__What the task requires__.
Would you restate the entries below exactly, keeping every line?

• • • • •

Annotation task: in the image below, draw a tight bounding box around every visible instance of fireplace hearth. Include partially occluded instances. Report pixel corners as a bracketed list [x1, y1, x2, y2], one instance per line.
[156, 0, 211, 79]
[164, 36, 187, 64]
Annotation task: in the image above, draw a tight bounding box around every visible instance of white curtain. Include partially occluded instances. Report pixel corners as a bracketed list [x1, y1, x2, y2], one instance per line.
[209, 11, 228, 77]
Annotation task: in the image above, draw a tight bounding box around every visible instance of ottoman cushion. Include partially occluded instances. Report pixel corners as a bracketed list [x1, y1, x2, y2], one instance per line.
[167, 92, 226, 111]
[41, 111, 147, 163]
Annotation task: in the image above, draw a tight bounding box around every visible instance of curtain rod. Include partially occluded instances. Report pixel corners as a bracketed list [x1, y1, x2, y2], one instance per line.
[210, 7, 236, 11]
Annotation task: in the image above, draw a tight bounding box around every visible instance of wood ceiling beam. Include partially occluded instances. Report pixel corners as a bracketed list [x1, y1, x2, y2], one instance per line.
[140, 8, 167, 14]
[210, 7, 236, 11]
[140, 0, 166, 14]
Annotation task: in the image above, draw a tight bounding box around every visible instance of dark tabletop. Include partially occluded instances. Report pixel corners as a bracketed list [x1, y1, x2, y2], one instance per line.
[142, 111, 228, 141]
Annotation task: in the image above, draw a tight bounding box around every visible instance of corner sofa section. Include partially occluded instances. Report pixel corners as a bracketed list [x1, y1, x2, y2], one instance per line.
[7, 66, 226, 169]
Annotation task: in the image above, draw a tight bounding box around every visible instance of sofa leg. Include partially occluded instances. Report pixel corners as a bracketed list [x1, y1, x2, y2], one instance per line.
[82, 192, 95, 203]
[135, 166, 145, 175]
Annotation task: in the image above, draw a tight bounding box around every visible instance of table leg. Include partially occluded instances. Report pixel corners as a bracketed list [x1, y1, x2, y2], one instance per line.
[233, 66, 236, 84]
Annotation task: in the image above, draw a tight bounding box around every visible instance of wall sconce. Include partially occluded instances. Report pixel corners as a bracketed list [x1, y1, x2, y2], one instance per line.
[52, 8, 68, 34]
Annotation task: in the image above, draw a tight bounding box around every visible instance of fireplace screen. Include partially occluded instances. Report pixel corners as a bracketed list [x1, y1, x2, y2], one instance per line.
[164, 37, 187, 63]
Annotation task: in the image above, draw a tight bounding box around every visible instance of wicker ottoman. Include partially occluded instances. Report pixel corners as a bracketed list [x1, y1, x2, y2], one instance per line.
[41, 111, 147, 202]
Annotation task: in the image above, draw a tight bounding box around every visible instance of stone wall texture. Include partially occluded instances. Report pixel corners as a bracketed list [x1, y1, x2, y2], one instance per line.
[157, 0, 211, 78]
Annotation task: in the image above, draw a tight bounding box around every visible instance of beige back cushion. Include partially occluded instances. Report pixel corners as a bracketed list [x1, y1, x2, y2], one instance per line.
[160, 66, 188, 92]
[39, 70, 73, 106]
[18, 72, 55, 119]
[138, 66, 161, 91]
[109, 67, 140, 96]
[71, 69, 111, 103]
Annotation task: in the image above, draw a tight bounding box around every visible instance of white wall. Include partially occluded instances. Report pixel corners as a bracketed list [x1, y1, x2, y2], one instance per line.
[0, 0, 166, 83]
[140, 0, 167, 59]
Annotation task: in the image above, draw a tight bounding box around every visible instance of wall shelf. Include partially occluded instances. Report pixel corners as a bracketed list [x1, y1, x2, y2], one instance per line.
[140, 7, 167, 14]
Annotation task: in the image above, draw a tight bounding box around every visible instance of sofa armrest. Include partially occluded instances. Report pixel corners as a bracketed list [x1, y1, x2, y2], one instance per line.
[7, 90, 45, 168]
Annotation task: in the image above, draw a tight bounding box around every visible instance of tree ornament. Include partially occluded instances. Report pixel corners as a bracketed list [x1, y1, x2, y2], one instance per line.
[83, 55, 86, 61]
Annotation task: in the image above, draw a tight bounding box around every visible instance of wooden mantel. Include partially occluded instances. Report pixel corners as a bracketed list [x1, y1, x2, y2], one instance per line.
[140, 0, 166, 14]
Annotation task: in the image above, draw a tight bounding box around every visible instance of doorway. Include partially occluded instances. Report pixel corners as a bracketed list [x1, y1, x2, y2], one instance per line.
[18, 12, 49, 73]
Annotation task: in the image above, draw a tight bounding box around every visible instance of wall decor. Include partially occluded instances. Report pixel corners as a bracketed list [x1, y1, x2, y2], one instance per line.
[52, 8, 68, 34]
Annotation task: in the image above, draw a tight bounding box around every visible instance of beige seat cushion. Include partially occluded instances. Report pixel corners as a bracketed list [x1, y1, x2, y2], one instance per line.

• • • • •

__Response to this task__.
Annotation task: in the image below, draw a tight bounding box around every visible instance of fireplace hearth. Include partially occluded instances. Report pixel corners as a bracketed list [x1, y1, x2, y2], one instance per line.
[156, 0, 211, 79]
[164, 36, 187, 64]
Annotation task: in the image above, draw a tight bounding box around every visible instance of white curtain. Include partially occluded instances. Report pixel corners as a bracketed list [x1, y1, x2, y2], one instance per line.
[209, 11, 228, 77]
Annotation task: in the image above, draw a tight bounding box around every visible instance of ottoman cushion. Include partially occluded instances. Report pixel corners as a bracketed list [x1, y1, x2, y2], one instance per line.
[167, 92, 226, 111]
[41, 111, 147, 163]
Annotation task: in the image above, draw a tight bounding box around every visible instance of curtain rod. Include partially occluded instances. Report pixel corners as a bracketed list [x1, y1, x2, y2], one instance per line.
[210, 7, 236, 11]
Annotation task: in the image above, draw a tight bounding box around every visible instance of wood ceiling beam. Include partially occluded instances. Report pixel corners as a bracketed list [x1, y1, x2, y2], one instance per line.
[140, 8, 167, 14]
[210, 7, 236, 11]
[140, 0, 166, 14]
Annotation task: in the image above, draw a tight bounding box around every visible instance of dark tabletop. Include partially occluded instances. Report pixel corners as a bracketed list [x1, y1, x2, y2], one instance per line.
[142, 111, 228, 141]
Annotation task: in the image above, draw a tight bounding box around every visible instance of corner sofa section. Include partially occluded instances. Report pixel corners as a bracketed list [x1, y1, x2, y2], one instance per line.
[7, 66, 226, 169]
Annotation task: in the image above, draw a tight bounding box around every visible instance of sofa leg. Include partially occluded instances. Report pixel corners as a bracketed list [x1, y1, x2, y2], one instance per line.
[82, 192, 95, 203]
[135, 166, 145, 175]
Annotation task: in the image above, draw a tight bounding box around every visible instance of table leg. Include partially occluded instances. Report pixel corners as a bracketed list [x1, y1, x2, y2], one instance per line.
[233, 66, 236, 84]
Annotation task: in the image above, draw a tight bounding box around every visible instance of wall sconce. Include partially occluded instances. Report pixel corners as a bracketed list [x1, y1, x2, y2], one instance per line.
[52, 8, 68, 34]
Annotation task: in the image above, draw a tight bounding box around every visible instance of fireplace screen. Include partially occluded instances. Report pixel corners as a bracketed list [x1, y1, x2, y2], one instance per line.
[164, 37, 187, 63]
Annotation task: in the image above, draw a tight bounding box around every visible instance of wicker ottoman. Include partially occluded instances. Report pixel corners as a bracketed list [x1, y1, x2, y2], one instance per line.
[41, 111, 147, 202]
Annotation task: in the image above, draw a tight bounding box around every visible instance of stone wall texture. Include partially occluded instances. Report pixel corners as a bracketed list [x1, y1, x2, y2], one instance per line.
[157, 0, 211, 78]
Annotation task: in the image above, draw a tight bounding box around every visible instance of beige back cushion. Include partially occluded instances. Report pixel corners as a bracketed list [x1, y1, x2, y2], one instance per line.
[160, 66, 188, 92]
[39, 70, 73, 106]
[18, 72, 55, 119]
[138, 66, 161, 91]
[109, 67, 140, 96]
[71, 69, 111, 103]
Annotation task: in the image above, draw a tight bounding box around every visible instance of white wall. Include partially occluded instances. Report pixel corners as a bracketed list [x1, y1, x2, y2], one instance per line.
[0, 0, 166, 83]
[140, 0, 167, 59]
Annotation task: in the image above, draw a tight bounding box around every visible instance of wall shelf. Include partially occluded instances. Report pixel corners as a bracketed list [x1, y1, x2, y2], one instance per line.
[140, 7, 167, 14]
Annotation task: in the image above, draw a tight bounding box around every visible instance of sofa armrest. Include partially occluded instances. Report pixel corners as a bracketed list [x1, y1, x2, y2], one instance per line.
[7, 90, 45, 168]
Annotation task: in the image above, draw a tight bounding box around every visible instance of tree ornament. Include partially occluded instances. Report pixel corners as a bracketed list [x1, y1, x2, y2], one instance per line.
[83, 55, 86, 61]
Annotation task: in the image above, draw a tight bounding box around every visible instance of wooden mantel. Include partially occluded instances. Report pixel corners as a bracketed list [x1, y1, x2, y2], one instance per line.
[140, 0, 166, 14]
Annotation task: in the image above, draw a tight bounding box around every visible instance of doorway. Include partially occluded instances. Report pixel corners as a bracketed list [x1, y1, x2, y2], one instance per line.
[18, 12, 49, 73]
Annotation task: in the image above, draw a tight bounding box around every visible instance of wall decor. Include partially occluded instances. Report pixel corners as a bracketed list [x1, y1, x2, y2], one instance per line.
[52, 8, 68, 34]
Annotation task: in the image above, draw a tight bounding box around every visible instance of beige seat cushion. Include partially occluded instances. Report pixel corners as a bracketed list [x1, y1, x2, y2], one instance per line.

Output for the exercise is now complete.